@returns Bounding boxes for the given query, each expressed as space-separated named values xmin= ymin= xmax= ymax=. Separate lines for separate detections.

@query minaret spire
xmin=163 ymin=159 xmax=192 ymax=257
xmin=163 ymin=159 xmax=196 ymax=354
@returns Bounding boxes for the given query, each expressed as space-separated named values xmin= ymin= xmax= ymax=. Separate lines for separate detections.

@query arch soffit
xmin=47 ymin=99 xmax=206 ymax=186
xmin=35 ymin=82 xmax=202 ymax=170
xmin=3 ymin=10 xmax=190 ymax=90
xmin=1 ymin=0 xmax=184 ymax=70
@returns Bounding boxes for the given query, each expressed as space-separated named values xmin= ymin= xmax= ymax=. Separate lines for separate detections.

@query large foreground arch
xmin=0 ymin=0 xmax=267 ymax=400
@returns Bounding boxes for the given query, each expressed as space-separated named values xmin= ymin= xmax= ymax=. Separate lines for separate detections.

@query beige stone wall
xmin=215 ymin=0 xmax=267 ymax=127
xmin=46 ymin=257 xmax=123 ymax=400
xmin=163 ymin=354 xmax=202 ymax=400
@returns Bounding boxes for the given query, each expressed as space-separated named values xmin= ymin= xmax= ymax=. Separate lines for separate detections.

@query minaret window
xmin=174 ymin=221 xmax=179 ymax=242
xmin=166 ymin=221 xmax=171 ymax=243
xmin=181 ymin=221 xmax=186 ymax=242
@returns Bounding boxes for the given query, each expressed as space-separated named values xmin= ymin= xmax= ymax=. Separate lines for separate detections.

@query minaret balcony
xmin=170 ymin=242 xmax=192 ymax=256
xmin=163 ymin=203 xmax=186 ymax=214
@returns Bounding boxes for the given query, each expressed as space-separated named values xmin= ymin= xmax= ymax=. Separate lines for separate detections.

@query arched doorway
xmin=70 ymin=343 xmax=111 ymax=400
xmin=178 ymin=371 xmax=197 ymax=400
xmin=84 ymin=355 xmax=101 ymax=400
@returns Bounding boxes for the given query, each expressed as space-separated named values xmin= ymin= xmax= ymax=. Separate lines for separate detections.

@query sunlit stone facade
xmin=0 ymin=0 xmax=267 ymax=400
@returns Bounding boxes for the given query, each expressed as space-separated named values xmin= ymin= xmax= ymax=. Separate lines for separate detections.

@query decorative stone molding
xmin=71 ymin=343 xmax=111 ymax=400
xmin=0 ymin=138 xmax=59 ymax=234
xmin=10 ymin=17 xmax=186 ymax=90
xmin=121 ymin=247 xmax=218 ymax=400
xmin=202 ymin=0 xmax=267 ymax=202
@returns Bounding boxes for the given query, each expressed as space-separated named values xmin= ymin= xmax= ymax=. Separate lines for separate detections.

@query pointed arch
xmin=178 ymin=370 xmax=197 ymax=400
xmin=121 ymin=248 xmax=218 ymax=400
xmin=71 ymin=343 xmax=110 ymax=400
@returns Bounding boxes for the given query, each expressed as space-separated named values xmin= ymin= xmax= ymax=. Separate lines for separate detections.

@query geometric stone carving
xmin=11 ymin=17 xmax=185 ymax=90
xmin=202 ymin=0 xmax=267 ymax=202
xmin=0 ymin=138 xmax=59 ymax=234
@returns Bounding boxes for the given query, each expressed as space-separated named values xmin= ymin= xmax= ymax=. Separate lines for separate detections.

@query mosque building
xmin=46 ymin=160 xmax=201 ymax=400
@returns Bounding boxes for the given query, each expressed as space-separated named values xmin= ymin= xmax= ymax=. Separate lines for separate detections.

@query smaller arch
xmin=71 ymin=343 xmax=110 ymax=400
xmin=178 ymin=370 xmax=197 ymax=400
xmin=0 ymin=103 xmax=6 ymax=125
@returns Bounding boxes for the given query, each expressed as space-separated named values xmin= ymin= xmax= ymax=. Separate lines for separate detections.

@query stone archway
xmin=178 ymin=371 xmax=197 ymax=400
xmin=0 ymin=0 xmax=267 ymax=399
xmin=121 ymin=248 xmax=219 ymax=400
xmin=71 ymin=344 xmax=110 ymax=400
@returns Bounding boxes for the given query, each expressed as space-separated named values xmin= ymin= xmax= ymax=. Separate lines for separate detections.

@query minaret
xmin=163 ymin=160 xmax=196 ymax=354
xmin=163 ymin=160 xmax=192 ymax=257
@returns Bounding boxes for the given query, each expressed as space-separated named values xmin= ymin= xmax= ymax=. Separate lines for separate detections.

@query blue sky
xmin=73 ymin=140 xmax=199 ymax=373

:::::

■ **Aim**: Please copy the listing above word for word, from its first line through the line containing "xmin=163 ymin=159 xmax=196 ymax=354".

■ **Expected answer**:
@returns Bounding boxes for the given query, each expressed as space-separated named values xmin= ymin= xmax= ymax=. Separate lines for separate detections.

@query minaret spire
xmin=163 ymin=159 xmax=192 ymax=257
xmin=163 ymin=159 xmax=196 ymax=354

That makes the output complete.